SOURCE:
□ □ □ □ □ □ □
# How to Report a Spammer



## Gnomey (Apr 22, 2009)

Right it seems people are not quite sure how to do this. So here is a tutorial. This is the *quickest and most effective* way of reporting a spammer or any other selling/offensive post.

1) Look below there username for this icon:






2) Click on it for the post in question. This takes you to the report page (see attachment).

3) Fill out the details as you would a normal post and click send report. This goes to all the moderators and one of them will deal with the post.

4) Try this on this post without clicking send.

5) Go and report the spammers.


----------



## Bill G. (Apr 22, 2009)

Super!

I'll do it the next time I see a Spammer! I haven't seen any lately. But I'm ready for the buggers!

Bill G.


----------



## Lucky13 (Apr 22, 2009)

I'm soooo gonna get you banned!


----------



## Lucky13 (Apr 22, 2009)

Whooops!


----------



## Bill G. (Apr 22, 2009)

I'm ducking to get out of the cross fire!

Bill G.


----------



## evangilder (Apr 22, 2009)

We have an admin rule that throws Lucky's reports to the trash bin...


----------



## Lucky13 (Apr 22, 2009)

Careful Eric......You're one click away!


----------



## FLYBOYJ (Apr 22, 2009)

Gnomey - thanks for posting this!


----------



## Gnomey (Apr 22, 2009)

No worries Joe. It would be better if it was moved and sticky in the announcements forum for all too see rather than 'hidden' in off topic.


----------



## Njaco (Apr 22, 2009)

Thanks, never knew this. Ground crew ready and waiting!  !


----------



## RabidAlien (Apr 22, 2009)

So, to be fully prepared, we should all test this proceedure on Lucky's posts? Okeedokee......


----------



## Lucky13 (Apr 22, 2009)

Click...click! And that's you banned RA!


----------



## Njaco (Apr 22, 2009)

RA !!!!
□ □ □ □ □ □ □
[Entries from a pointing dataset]

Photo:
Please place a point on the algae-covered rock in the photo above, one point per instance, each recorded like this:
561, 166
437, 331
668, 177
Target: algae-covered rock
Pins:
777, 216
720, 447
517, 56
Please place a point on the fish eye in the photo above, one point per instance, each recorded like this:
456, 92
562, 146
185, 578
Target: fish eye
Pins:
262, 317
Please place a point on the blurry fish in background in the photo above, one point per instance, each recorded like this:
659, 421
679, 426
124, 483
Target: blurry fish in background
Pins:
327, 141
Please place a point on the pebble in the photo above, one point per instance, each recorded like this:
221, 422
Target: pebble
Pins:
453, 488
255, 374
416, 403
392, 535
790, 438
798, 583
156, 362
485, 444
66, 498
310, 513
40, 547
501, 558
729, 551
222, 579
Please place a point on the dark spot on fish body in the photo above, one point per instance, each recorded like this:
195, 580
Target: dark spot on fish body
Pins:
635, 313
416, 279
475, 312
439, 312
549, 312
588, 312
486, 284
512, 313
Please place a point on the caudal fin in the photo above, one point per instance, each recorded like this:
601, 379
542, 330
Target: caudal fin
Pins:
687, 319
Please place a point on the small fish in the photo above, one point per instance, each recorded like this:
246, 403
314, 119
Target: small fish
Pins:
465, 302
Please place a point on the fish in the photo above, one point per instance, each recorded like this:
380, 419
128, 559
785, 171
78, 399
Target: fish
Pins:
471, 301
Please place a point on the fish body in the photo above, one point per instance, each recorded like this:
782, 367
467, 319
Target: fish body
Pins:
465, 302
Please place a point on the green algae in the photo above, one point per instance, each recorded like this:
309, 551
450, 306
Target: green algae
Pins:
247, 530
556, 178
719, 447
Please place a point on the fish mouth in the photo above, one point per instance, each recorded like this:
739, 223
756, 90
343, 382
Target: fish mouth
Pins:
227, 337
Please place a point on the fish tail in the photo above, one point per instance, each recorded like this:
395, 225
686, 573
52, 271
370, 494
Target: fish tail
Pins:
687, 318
□ □ □ □ □ □ □
PROBLEM 1:
Copy out the forum thread on reporting a spammer word for word.
PROBLEM 2:
Rescale the rows starting at the line that contains "Please place a point on the fish body" and ending at the last line of the rows, repeating every line including the requests. Multiply each pin coordinate by 1.85 and round it to a whole number, with halves rounded up, and give only these lines.
The forum thread and the rows are separate pieces of material.

FULL ANSWER 1:
# How to Report a Spammer



## Gnomey (Apr 22, 2009)

Right it seems people are not quite sure how to do this. So here is a tutorial. This is the *quickest and most effective* way of reporting a spammer or any other selling/offensive post.

1) Look below there username for this icon:






2) Click on it for the post in question. This takes you to the report page (see attachment).

3) Fill out the details as you would a normal post and click send report. This goes to all the moderators and one of them will deal with the post.

4) Try this on this post without clicking send.

5) Go and report the spammers.


----------



## Bill G. (Apr 22, 2009)

Super!

I'll do it the next time I see a Spammer! I haven't seen any lately. But I'm ready for the buggers!

Bill G.


----------



## Lucky13 (Apr 22, 2009)

I'm soooo gonna get you banned!


----------



## Lucky13 (Apr 22, 2009)

Whooops!


----------



## Bill G. (Apr 22, 2009)

I'm ducking to get out of the cross fire!

Bill G.


----------



## evangilder (Apr 22, 2009)

We have an admin rule that throws Lucky's reports to the trash bin...


----------



## Lucky13 (Apr 22, 2009)

Careful Eric......You're one click away!


----------



## FLYBOYJ (Apr 22, 2009)

Gnomey - thanks for posting this!


----------



## Gnomey (Apr 22, 2009)

No worries Joe. It would be better if it was moved and sticky in the announcements forum for all too see rather than 'hidden' in off topic.


----------



## Njaco (Apr 22, 2009)

Thanks, never knew this. Ground crew ready and waiting!  !


----------



## RabidAlien (Apr 22, 2009)

So, to be fully prepared, we should all test this proceedure on Lucky's posts? Okeedokee......


----------



## Lucky13 (Apr 22, 2009)

Click...click! And that's you banned RA!


----------



## Njaco (Apr 22, 2009)

RA !!!!

FULL ANSWER 2:
Please place a point on the fish body in the photo above, one point per instance, each recorded like this:
782, 367
467, 319
Target: fish body
Pins:
860, 559
Please place a point on the green algae in the photo above, one point per instance, each recorded like this:
309, 551
450, 306
Target: green algae
Pins:
457, 981
1029, 329
1330, 827
Please place a point on the fish mouth in the photo above, one point per instance, each recorded like this:
739, 223
756, 90
343, 382
Target: fish mouth
Pins:
420, 623
Please place a point on the fish tail in the photo above, one point per instance, each recorded like this:
395, 225
686, 573
52, 271
370, 494
Target: fish tail
Pins:
1271, 588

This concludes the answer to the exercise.